What you need to do :: Instruction for the entries that follow: retype exactly the lines from the line with "Target: second glass with smoothie" to the line with "Annotate the glass rim", both included, and omit all others.

--------------------------------

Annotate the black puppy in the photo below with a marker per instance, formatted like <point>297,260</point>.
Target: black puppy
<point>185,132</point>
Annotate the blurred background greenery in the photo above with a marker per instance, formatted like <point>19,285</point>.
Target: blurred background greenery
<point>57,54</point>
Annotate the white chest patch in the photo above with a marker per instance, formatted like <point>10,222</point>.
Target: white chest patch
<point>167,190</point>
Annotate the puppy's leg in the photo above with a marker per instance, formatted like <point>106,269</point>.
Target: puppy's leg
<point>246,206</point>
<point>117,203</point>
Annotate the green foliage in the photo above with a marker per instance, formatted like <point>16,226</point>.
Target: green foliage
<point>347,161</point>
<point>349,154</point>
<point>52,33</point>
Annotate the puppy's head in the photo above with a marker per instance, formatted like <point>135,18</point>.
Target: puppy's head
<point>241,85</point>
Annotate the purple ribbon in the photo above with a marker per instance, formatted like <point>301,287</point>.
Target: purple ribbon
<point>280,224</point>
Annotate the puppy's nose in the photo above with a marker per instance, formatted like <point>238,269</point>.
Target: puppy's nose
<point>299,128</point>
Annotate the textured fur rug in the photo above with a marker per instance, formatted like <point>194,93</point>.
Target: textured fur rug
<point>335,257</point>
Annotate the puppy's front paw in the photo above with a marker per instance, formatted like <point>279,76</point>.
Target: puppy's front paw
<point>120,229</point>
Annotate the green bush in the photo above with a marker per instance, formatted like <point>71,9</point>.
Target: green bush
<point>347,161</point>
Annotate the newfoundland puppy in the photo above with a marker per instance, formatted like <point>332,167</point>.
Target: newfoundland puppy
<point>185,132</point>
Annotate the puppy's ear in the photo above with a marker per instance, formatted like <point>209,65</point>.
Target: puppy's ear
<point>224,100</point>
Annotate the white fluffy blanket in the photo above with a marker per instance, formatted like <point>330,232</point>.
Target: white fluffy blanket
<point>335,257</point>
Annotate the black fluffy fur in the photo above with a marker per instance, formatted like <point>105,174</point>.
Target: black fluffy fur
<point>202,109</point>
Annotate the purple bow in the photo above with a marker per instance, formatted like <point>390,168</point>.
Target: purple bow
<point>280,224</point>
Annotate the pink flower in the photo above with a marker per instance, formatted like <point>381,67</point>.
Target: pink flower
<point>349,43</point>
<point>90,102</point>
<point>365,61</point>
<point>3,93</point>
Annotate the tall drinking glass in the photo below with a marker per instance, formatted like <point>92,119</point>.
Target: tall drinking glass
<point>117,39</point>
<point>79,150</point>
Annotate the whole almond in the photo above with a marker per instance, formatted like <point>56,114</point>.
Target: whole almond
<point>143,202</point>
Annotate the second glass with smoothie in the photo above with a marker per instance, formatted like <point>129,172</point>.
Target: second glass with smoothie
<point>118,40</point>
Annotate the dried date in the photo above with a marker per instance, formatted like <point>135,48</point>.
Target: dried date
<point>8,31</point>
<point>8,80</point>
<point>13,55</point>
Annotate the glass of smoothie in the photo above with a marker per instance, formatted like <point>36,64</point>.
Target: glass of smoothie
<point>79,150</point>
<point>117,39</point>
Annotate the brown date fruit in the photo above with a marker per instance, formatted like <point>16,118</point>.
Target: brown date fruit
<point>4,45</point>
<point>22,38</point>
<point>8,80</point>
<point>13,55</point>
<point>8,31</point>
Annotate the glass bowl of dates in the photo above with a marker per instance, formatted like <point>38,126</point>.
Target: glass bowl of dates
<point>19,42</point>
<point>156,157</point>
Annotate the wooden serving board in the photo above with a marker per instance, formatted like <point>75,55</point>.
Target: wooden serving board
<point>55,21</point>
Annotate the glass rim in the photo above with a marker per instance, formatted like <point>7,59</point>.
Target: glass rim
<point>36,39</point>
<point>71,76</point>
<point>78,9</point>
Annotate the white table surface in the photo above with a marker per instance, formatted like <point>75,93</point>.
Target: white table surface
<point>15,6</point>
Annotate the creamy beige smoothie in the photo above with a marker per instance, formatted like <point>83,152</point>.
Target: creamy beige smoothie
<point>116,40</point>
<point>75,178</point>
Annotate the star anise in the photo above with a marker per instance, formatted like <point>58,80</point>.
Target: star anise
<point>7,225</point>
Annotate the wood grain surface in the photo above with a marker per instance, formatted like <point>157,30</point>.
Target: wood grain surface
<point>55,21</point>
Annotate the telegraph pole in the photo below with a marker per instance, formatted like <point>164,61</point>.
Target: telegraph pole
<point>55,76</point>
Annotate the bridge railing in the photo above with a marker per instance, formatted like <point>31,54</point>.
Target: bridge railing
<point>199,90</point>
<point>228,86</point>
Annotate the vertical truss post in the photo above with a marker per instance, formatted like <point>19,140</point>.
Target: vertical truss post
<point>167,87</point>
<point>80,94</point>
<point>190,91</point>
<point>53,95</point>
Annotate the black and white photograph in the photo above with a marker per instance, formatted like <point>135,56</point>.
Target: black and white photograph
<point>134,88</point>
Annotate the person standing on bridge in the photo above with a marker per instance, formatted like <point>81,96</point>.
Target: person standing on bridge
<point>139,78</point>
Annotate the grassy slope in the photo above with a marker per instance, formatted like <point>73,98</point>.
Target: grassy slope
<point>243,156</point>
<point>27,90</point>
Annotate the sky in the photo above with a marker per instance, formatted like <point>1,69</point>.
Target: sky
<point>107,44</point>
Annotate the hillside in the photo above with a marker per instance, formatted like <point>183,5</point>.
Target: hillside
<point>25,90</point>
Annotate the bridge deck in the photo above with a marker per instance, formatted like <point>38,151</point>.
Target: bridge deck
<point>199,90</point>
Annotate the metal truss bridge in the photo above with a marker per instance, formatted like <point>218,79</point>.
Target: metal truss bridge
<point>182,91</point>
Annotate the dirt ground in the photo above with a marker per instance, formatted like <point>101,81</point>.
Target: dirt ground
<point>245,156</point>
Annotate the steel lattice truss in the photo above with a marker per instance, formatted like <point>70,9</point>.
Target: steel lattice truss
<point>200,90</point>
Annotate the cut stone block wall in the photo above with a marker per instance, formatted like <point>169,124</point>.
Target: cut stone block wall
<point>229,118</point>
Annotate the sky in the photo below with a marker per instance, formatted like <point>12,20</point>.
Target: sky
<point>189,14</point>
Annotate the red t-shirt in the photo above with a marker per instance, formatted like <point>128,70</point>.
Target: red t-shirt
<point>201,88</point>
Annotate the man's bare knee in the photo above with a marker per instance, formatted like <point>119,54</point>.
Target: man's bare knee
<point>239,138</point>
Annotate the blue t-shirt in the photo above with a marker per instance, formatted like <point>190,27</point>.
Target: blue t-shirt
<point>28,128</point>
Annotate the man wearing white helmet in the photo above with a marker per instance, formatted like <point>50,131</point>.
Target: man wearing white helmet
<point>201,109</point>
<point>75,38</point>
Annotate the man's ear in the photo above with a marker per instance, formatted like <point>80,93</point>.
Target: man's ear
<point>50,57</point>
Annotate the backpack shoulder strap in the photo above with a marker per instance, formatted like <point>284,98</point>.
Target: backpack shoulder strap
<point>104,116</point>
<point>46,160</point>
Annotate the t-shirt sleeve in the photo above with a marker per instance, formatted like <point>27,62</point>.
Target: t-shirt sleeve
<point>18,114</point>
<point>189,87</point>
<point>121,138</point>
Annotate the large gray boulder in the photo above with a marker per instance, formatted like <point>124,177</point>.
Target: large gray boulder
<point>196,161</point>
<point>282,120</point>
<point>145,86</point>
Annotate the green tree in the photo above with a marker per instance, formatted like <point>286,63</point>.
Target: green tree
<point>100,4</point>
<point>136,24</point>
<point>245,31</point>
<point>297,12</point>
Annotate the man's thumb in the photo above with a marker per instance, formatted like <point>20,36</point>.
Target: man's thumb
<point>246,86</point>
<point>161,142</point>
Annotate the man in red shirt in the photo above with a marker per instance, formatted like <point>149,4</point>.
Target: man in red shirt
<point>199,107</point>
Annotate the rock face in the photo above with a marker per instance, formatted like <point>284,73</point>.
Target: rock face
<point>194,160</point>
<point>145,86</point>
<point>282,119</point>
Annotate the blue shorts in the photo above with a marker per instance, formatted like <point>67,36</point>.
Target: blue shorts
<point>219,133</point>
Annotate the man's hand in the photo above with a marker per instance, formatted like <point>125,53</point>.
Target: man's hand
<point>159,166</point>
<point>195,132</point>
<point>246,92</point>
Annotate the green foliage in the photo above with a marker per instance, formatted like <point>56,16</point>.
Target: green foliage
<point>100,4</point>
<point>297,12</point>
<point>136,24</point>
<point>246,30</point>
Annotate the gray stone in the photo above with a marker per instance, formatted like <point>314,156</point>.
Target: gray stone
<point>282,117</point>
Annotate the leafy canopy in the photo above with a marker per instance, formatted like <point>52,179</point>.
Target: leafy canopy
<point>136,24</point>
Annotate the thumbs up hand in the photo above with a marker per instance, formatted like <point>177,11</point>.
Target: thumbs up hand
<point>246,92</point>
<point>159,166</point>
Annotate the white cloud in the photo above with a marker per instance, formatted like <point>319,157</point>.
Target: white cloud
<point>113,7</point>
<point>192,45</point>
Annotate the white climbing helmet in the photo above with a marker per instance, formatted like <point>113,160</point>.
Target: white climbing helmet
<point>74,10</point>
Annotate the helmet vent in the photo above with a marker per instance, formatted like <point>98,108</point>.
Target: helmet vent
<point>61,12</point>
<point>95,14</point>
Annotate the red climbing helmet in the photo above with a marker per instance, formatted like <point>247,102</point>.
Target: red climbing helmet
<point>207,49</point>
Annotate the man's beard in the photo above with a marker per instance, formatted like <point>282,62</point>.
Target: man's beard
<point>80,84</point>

--------------------------------

Result below ::
Target: second glass with smoothie
<point>118,40</point>
Annotate the dried date in the photo above with a marker per instance, formatted like <point>135,48</point>.
Target: dried date
<point>8,31</point>
<point>8,80</point>
<point>13,55</point>
Annotate the glass of smoothie in the photo above with a marker per instance, formatted like <point>36,64</point>.
Target: glass of smoothie
<point>79,150</point>
<point>117,39</point>
Annotate the brown date fruit in the photo above with a marker per instance, formatted like <point>16,118</point>.
Target: brown date fruit
<point>4,45</point>
<point>22,38</point>
<point>8,80</point>
<point>13,55</point>
<point>8,31</point>
Annotate the glass bowl of dates in the photo above with a marker per instance, formatted like <point>38,126</point>.
Target: glass bowl of dates
<point>19,42</point>
<point>156,157</point>
Annotate the wooden serving board in the photo above with a marker per instance, formatted like <point>75,55</point>.
Target: wooden serving board
<point>55,21</point>
Annotate the glass rim in the photo above with a marker per instance, formatted like <point>7,59</point>.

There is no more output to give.